Scan the entries for "below". Every line that holds it is to be copied.

[Data items]
- - -

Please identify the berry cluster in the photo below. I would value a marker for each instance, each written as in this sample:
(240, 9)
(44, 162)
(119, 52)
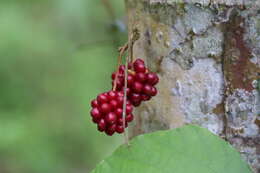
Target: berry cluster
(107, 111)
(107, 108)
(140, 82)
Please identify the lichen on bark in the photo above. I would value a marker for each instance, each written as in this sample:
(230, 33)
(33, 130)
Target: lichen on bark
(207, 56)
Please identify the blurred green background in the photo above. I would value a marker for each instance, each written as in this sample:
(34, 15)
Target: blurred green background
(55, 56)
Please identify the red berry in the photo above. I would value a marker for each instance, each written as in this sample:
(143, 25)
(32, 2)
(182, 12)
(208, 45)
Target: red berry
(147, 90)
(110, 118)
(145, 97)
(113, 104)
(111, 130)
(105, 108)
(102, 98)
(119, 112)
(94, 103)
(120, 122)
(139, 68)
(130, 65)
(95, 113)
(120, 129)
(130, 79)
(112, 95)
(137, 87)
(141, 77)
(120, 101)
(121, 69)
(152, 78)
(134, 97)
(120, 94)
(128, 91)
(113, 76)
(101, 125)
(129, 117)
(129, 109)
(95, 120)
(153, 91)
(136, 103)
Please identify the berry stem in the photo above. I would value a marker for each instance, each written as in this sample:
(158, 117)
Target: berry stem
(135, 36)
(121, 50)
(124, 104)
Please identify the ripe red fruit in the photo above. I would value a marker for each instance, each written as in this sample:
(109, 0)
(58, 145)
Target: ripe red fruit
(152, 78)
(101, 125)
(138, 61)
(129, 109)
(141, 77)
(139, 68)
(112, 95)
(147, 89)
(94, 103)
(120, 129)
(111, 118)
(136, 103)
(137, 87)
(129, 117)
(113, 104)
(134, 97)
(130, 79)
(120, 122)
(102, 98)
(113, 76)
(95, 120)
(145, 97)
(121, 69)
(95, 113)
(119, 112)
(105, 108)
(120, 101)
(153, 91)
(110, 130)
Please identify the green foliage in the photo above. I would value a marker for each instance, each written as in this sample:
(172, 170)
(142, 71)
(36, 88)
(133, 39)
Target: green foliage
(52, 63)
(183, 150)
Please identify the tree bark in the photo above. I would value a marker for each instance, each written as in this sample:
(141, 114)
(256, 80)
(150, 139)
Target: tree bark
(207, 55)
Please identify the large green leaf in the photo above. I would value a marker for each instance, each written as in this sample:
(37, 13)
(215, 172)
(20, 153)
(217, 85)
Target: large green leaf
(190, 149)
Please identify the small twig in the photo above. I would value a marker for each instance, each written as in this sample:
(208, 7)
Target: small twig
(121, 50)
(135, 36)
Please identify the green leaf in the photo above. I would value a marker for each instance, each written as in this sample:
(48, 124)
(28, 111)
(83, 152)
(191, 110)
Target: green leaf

- - -

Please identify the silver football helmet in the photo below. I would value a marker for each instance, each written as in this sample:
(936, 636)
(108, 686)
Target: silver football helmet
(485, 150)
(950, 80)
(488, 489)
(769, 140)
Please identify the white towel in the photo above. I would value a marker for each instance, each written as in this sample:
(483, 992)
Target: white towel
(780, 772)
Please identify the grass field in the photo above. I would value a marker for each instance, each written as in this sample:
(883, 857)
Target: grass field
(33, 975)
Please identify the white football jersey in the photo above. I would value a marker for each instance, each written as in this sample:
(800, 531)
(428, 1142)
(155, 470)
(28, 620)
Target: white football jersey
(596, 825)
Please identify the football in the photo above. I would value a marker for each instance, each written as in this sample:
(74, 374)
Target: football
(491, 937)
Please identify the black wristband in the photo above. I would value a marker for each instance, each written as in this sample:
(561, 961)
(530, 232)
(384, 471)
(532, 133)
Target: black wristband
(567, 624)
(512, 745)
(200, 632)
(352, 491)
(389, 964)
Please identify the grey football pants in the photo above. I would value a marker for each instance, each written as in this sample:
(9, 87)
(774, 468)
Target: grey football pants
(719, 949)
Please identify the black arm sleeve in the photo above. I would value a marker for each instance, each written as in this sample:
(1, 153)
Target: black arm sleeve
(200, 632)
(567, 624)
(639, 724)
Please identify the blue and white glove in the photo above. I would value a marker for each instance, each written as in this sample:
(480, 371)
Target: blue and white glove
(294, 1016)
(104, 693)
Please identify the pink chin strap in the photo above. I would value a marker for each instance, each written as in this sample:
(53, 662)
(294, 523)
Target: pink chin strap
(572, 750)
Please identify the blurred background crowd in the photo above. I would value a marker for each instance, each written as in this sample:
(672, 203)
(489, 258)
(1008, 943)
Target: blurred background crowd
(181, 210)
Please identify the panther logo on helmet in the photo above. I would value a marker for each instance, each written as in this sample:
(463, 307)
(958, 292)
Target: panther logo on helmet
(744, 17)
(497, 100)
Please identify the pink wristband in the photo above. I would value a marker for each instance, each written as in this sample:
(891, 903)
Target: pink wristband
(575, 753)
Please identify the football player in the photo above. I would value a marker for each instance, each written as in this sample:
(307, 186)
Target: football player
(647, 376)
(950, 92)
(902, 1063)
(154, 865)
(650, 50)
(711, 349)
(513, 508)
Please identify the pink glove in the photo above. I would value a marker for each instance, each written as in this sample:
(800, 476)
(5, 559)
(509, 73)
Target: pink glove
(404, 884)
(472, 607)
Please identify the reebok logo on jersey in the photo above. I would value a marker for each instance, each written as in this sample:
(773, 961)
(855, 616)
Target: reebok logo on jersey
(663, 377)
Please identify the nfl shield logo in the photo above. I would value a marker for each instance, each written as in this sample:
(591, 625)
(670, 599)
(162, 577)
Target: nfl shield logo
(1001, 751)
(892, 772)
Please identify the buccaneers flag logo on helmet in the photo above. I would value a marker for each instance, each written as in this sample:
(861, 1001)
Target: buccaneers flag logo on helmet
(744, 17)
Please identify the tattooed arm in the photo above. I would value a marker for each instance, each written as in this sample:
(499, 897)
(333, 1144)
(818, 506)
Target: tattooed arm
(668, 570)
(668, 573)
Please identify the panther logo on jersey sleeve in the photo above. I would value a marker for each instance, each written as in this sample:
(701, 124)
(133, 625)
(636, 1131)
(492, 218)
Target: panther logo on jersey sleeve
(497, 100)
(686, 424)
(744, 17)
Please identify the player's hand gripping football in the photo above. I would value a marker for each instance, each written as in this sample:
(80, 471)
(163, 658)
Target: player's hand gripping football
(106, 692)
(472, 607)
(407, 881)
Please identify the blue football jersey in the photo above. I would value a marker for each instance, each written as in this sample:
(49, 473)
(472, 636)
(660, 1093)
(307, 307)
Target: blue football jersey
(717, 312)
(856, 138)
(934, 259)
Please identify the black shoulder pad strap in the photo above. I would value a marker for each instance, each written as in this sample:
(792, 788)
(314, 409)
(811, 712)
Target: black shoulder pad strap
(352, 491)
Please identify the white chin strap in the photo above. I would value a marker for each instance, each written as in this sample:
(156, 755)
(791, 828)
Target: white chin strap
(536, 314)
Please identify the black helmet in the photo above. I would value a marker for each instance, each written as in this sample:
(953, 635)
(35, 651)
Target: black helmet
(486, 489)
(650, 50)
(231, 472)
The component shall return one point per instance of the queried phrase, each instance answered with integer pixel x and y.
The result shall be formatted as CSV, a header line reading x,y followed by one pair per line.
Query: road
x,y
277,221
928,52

- - -

Answer space:
Please identify the berry cluster in the photo below. I would value a marker for each instance, each written as in this sample:
Please identify the silver football helmet in the photo below. I would value a marker for each instance, each written as in this sample:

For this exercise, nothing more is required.